== Görev A ==
Okuma parçasına göre Yüksel, programların merkezden geliştirilmesini neden sorun olarak görüyor? Bir ile üç cümle arasında açıklayın.
== Görev B ==
Okuma parçasına göre geliştirilen programların yürürlüğe girmesi için hangi kurumun onayı gerekiyor?
== Görev C ==
Program geliştirme ve kalabalık sınıflar üzerine olan okuma parçasının devamını yazın.

== Okuma parçası ==
+===+

Yüksel (2003) “Türkiye'de Program Geliştirme Çalışmaları ve Sorunları” isimli çalışmasında; ülkemizdeki program geliştirme çalışmalarında, programların tümüyle merkezden geliştirilmesi ve kararların merkezden verilmesinin bir sorun olduğunu belirtmiştir. 3797 Sayılı “Millî Eğitim Bakanlığının Teşkilât ve Görevleri Hakkında Kanun” uyarınca Millî Eğitim Bakanlığı tüm eğitim kademelerinde uygulanacak programların geliştirilmesinden sorumludur. Geliştirilen programların yürürlüğe girmesi için Talim ve Terbiye Kurulu Başkanlığı tarafından onaylanması gerekmektedir. Talim ve Terbiye Kurulu Başkanlığınca onaylanan programlar tüm ülkede uygulanmaktadır. Yüksel’e göre, bu durum bölgenin, okulun, toplumun ve öğrencilerin ilgi ve beklentilerinin yeterince karşılanamamasına yol açmaktadır. Bu sorunun giderilmesi için eğitim programlarının yerel koşullara uygun hâle getirilmesi gerekmektedir.

Güçlü (2002) “İlköğretimde Kalabalık Sınıflar Sorunu ve Çözüm Önerileri” isimli çalışmasında; kalabalık sınıflarda yaşanan sorunları belirtmiştir. Güçlü’ye göre kalabalık sınıflarda, disiplin sorunları artmakta, öğretmenin bireysel öğretim için

harcayacağı zaman azalmakta, öğrencilerle empatik iletişim kurulamamakta, öğrenciler derse aktif katılamamakta ve okula karşı olumsuz bir tutum geliştirebilmektedir. Ayrıca velilerle öğretmenler arasında gereken işbirliği kurulamamakta, sınıfta sağlık ve temizlik sorunları artmakta ve öğrenme güçlüğü olan öğrenciler açısından daha fazla olumsuz gelişmeler olmaktadır. Özellikle ilköğretim döneminde kalabalık sınıflarda eğitim-öğretim yapılması orta öğretim ve üniversite için kötü bir temel oluşturmaktadır.

Konuyla ilgili olarak aşağıdakilerin yapılması önerilmektedir:

• Okul binası yapımında devletin yanında halkın desteği yetersiz kalmaktadır. Bunun için bütçeden eğitime ayrılan pay arttırılmalıdır.

• Nüfus artış hızı ile öğrenci sayısı arasındaki ilişkiler görülmeli ve konuya ilişkin uzun dönemli politikalar üretilmelidir.

• Geleceğe yönelik sadece öğretmen, araç-gereç vb. unsurların niceliğine değil aynı zamanda niteliğe yönelik çalışmalar yapılmalıdır.

• Özellikle ilköğretimde sınıf sayıları mutlak suretle azaltılmalıdır.

+===+

== Çıkarılan malzeme ==
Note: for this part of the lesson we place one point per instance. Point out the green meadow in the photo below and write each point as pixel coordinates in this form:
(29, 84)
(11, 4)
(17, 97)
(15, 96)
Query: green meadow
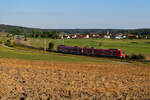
(134, 46)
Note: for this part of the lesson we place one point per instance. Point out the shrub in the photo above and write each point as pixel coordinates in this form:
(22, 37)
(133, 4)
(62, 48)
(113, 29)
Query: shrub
(9, 43)
(51, 46)
(1, 42)
(100, 43)
(127, 57)
(133, 56)
(141, 56)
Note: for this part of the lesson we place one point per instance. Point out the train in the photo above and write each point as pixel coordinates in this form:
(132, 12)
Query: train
(117, 53)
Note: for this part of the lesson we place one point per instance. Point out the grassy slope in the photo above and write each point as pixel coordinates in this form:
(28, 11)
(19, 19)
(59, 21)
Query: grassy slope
(130, 46)
(33, 55)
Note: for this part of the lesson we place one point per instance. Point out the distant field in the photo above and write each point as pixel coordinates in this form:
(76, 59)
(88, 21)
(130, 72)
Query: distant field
(130, 46)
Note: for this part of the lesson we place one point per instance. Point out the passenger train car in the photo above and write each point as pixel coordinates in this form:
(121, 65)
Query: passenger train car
(91, 51)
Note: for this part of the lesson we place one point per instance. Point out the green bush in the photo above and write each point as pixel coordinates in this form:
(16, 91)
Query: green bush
(1, 42)
(51, 46)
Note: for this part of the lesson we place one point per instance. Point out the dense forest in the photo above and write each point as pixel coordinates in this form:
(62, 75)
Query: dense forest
(43, 32)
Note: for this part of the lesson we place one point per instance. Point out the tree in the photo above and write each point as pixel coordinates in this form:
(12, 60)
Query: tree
(54, 34)
(51, 46)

+===+

== Alıştırma sonucu A ==
Talim ve Terbiye Kurulu Başkanlığınca onaylanan programlar tüm ülkede uygulanıyor. Yüksel'e göre bu durum, bölgenin, okulun, toplumun ve öğrencilerin ilgi ve beklentilerinin yeterince karşılanamamasına yol açıyor.

== Alıştırma sonucu B ==
Talim ve Terbiye Kurulu Başkanlığının onayı gerekiyor.

== Alıştırma sonucu C ==
Ankara Üniversitesinde yapılan “Eğitim Bilimleri Bakış Açısıyla Eğitimin Güncel Sorunları ve Çözüm Önerileri” isimli çalışmada, alt çalışma grubunun sunduğu raporda ilköğretimin sorunları şu ana başlıklar altında incelenmiştir:

1. Personel ve öğretmen yetiştirme sorunları 2. Yönetim sorunları

3. Alt yapı, donanım ve mimari sorunları 4. Denetim sorunları

5. Yönlendirme-bir üst kademeye geçiş sorunları 6. Eğitim(sosyal beceri) ve öğretim sorunları 7. Değerlendirme sorunları

8. Okul- aile işbirliği sorunları 9. Finansman ve işleyiş sorunları

Çalışmada ayrıca bu sorunların çözülebilmesi için öneriler de sunulmuştur (Anonim 2004).

Kolay (2004) “Okul-Aile-Çevre İş Birliğinin Eğitim Sistemindeki Yeri Ve Önemi” isimli çalışmasında; özellikle son yıllarda önemi daha da artan ve eğitimde çok önemli rolü olan okul-aile- çevre iş birliğinin yerini ve önemini belirtmeyi amaçlamıştır. Araştırmada bu konuda yapılmış yerli ve yabancı araştırmalar incelenerek Millî Eğitim Bakanlığı’ nın ilgili mevzuatında da bu konu araştırılarak mevcut durum ve bu konunun önemi belirtilmiştir. Araştırma sonucunda, Türk eğitim sisteminde özellikle okul-aile- çevre arasında yeterince iş birliği sağlanamadığı, bunda hem okulların hem de aile ve çevrenin etkisi büyük olduğu, bunun da özellikle öğrencileri olumsuz yönde etkilediği belirtilmiştir. Öğrenci başarısının düşmesinin, çocukların zararlı alışkanlıkları daha küçük yaşlarda edinmeye başlamasının, okullardaki çoğu sıkıntıların bu durumun en önemli sonuçları olduğu vurgulanmıştır.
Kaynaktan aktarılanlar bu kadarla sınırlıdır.